# Request
Reproduce word for word the part of the listing that opens with the line containing "Trace shredded chicken in this frame." and closes with the line containing "[192,164,233,181]", leaving out any pictures.

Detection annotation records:
______
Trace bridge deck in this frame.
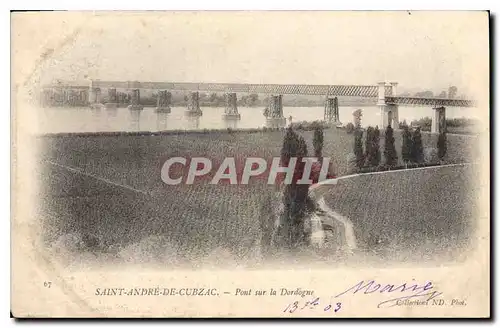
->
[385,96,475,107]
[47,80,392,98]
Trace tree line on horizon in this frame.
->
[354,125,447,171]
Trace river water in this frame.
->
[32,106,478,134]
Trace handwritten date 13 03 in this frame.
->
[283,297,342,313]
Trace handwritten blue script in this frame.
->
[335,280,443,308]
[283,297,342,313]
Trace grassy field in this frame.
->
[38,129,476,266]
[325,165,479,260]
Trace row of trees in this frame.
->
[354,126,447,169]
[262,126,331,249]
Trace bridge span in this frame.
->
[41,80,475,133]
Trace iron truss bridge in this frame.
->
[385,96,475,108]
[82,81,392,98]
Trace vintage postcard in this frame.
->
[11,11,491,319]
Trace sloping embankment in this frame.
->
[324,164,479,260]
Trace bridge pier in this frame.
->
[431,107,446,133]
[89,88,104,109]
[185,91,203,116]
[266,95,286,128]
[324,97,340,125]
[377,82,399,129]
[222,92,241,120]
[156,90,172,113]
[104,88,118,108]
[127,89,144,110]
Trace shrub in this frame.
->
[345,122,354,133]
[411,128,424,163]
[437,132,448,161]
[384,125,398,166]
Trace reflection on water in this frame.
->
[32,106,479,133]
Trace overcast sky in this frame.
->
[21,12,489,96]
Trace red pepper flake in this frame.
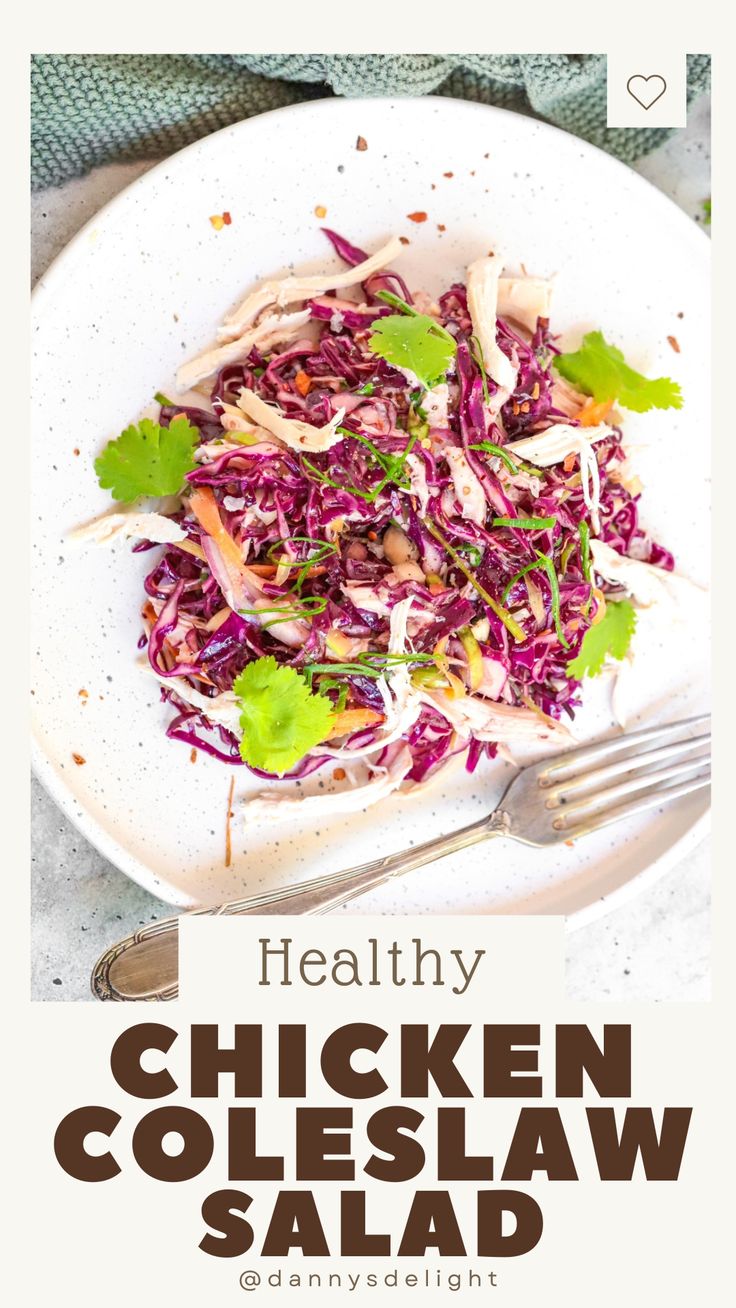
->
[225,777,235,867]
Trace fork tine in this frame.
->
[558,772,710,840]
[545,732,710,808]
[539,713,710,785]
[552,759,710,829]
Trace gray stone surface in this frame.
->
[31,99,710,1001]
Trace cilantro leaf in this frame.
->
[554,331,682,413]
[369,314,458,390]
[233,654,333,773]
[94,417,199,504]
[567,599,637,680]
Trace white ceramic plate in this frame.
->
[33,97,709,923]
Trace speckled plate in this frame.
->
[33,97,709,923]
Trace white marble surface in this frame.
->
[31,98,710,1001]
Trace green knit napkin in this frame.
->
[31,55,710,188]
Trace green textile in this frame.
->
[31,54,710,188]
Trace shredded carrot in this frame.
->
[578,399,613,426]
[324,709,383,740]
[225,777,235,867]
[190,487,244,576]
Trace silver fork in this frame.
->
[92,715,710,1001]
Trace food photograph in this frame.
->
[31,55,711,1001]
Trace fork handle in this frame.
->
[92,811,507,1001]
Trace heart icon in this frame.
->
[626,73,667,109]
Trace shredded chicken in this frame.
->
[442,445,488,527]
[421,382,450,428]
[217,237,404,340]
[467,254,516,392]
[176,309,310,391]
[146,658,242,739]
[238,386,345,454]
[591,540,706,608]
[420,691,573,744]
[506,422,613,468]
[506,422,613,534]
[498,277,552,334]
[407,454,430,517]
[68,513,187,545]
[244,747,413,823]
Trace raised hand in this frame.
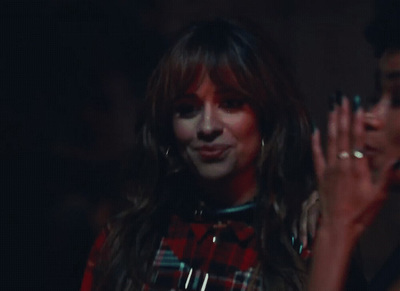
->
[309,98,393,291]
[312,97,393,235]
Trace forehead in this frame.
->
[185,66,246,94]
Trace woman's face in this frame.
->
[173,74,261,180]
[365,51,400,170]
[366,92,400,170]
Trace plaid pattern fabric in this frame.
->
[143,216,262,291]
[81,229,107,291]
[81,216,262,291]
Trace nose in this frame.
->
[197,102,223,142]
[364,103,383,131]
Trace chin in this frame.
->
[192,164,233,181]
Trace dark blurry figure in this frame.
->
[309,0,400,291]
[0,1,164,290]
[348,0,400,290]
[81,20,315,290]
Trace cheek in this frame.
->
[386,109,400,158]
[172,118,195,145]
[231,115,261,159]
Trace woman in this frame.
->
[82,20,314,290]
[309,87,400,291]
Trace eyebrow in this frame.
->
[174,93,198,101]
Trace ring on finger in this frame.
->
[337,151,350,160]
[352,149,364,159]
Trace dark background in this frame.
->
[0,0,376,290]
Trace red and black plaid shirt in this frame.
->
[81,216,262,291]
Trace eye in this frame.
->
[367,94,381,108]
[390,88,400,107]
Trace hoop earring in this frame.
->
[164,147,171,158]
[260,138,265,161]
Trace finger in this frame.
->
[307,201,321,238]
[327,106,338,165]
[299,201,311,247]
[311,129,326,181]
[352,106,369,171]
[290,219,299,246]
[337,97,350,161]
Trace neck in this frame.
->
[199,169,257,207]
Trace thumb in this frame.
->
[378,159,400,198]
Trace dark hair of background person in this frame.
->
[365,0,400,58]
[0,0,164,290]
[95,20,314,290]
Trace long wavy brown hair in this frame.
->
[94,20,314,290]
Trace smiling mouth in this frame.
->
______
# Answer to the task
Trace shredded chicken in this frame.
->
[442,445,488,527]
[421,382,450,428]
[217,237,404,340]
[467,254,516,392]
[176,309,310,391]
[146,658,242,739]
[238,386,345,454]
[591,540,706,608]
[420,691,573,744]
[506,422,613,468]
[506,422,613,534]
[498,277,552,334]
[407,454,430,517]
[68,513,187,545]
[244,747,413,823]
Trace raised hand in this frame.
->
[309,98,393,291]
[312,97,393,235]
Trace forehead in this frame.
->
[185,66,246,94]
Trace woman's face in this frame.
->
[173,74,261,180]
[365,51,400,170]
[366,92,400,170]
Trace plaid pattern fabric in this frame.
->
[143,216,262,291]
[81,229,107,291]
[81,216,262,291]
Trace nose in this frame.
->
[197,102,223,142]
[364,103,383,131]
Trace chin in this frame.
->
[192,164,233,181]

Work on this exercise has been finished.